SOURCE DOCUMENT
╔══

TOTM

Acquihires and Other Antitrust Ghost Stories

Merger-control debates tend to repeat themselves. As new transaction forms emerge, regulators often move quickly to respond before harm becomes irreversible. Over the past decade, this pattern played out in debates over “killer acquisitions,” and earlier, minority shareholdings. Today, a similar dynamic surrounds so-called “acquihires.”

Acquihires are transactions aimed primarily at acquiring a firm’s workforce, rather than its products or other assets. They differ from “license-and-hire” agreements, in which the acquirer also licenses the target’s technology. In recent years, acquihires have drawn increasing policy attention. Critics argue they allow large incumbents to consolidate power, hoard talent, and sidestep merger-control thresholds. Federal Trade Commission (FTC) Chair Andrew Ferguson captured this concern when he announced that the agency would investigate such deals “to make sure they are not a way to get around” merger review.

These concerns are especially acute in fast-growing sectors like artificial intelligence (AI), where human capital drives innovation. Recent transactions have served to intensify the scrutiny. Microsoft hired Inflection AI’s top talent while licensing its technology. Google entered a similar arrangement with Character.ai, and Amazon with Adept.

This debate echoes earlier concerns about killer acquisitions. That literature focused on dominant firms acquiring nascent rivals to shut them down and preempt future competition. Empirical support emerged in pharmaceutical markets, but evidence from other sectors like digital markets remained limited. That distinction did little to slow policy momentum. Regulators and commentators increasingly treated large technology acquisitions as inherently suspect, even when the empirical record was mixed.

╚══

RECORDS PROVIDED
╔══

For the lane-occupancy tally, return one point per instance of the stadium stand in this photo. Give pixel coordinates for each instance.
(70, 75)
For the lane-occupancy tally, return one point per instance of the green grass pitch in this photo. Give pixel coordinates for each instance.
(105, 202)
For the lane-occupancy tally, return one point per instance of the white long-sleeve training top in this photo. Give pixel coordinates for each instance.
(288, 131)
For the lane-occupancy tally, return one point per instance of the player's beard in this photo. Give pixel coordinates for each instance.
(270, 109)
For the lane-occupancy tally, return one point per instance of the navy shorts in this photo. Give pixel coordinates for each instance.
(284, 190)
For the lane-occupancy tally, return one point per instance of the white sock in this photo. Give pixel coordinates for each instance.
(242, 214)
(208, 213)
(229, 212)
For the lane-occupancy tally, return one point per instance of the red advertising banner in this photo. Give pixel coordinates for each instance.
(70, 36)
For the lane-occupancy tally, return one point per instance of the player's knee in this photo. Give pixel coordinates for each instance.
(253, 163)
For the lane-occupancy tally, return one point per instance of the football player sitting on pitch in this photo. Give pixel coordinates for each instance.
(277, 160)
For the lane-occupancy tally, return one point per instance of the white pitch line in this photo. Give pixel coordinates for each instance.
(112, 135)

╚══
╔══

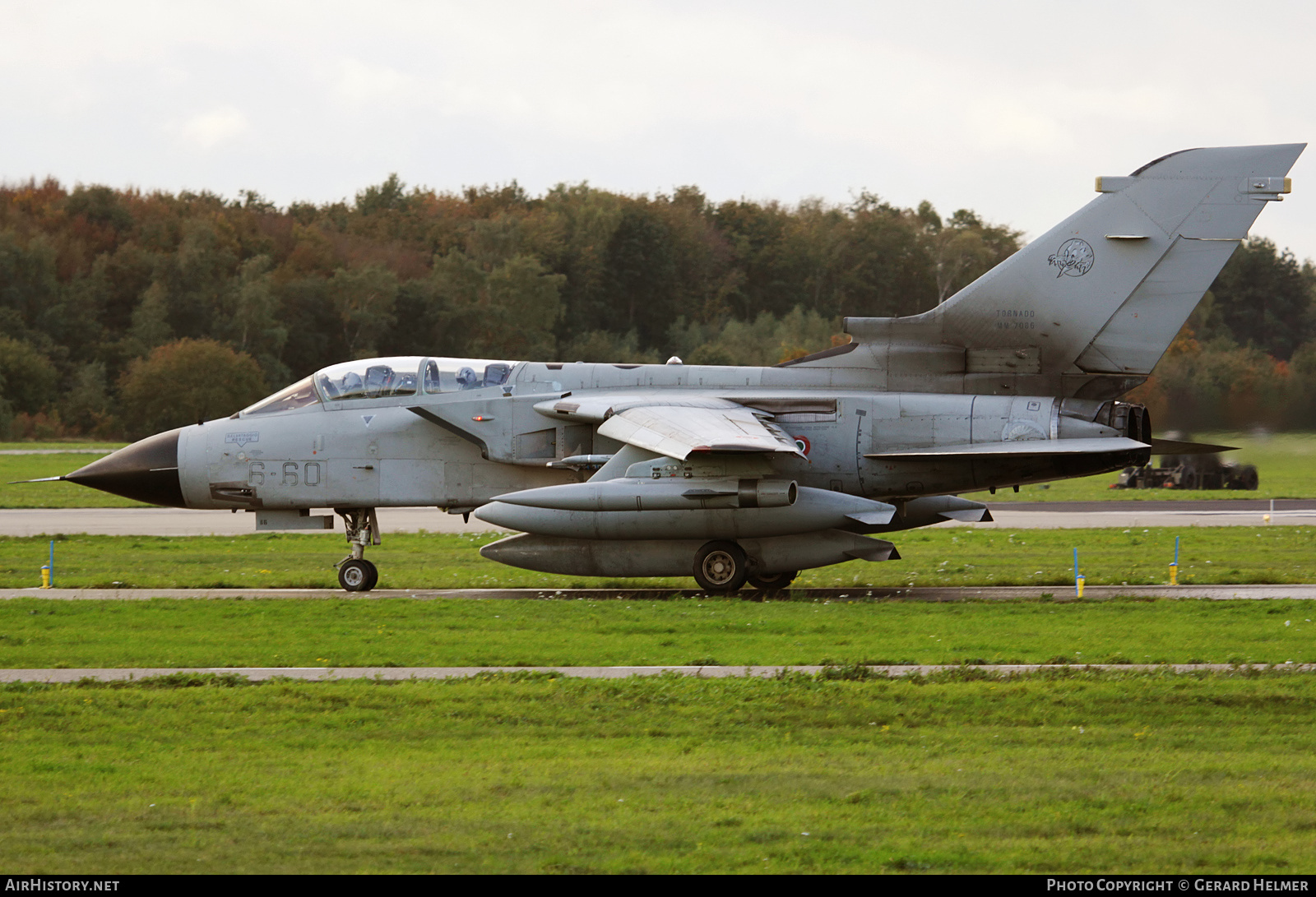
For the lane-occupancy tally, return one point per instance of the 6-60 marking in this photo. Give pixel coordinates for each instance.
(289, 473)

╚══

PROBLEMS TO WORK ON
**A.** In the article on acquihires, why does concern about acquihires become especially acute in sectors such as artificial intelligence?
**B.** Name every firm that the article on acquihires identifies as having had its top talent or workforce hired in the recent transactions it describes.
**C.** Continue the article on acquihires, beginning immediately after its final sentence.

ANSWERS FOR THE TASKS
**A.** In fast-growing sectors such as artificial intelligence, human capital drives innovation. Transactions aimed primarily at acquiring a firm's workforce therefore matter particularly there.

**B.** Inflection AI, Character.ai, Adept

**C.**
Acquihires and similar arrangements now play a comparable rhetorical role, particularly in discussions of AI. Commentators sometimes describe AI as a “first-class fire accelerator” of anticompetitive conduct. This framing elevates a transaction form that is neither new nor empirically settled into a systemic threat.

That narrative risks repeating the analytical missteps of the early killer acquisition debate. The point is not that acquihires cannot be anticompetitive. Rather, current discussions often rest on questionable assumptions. This post examines three: that acquihires are designed to evade regulatory scrutiny; that they are inherently anticompetitive; and that existing enforcement tools are inadequate, requiring regulatory expansion. A more effective approach is to analyze these transactions within the existing merger-control framework.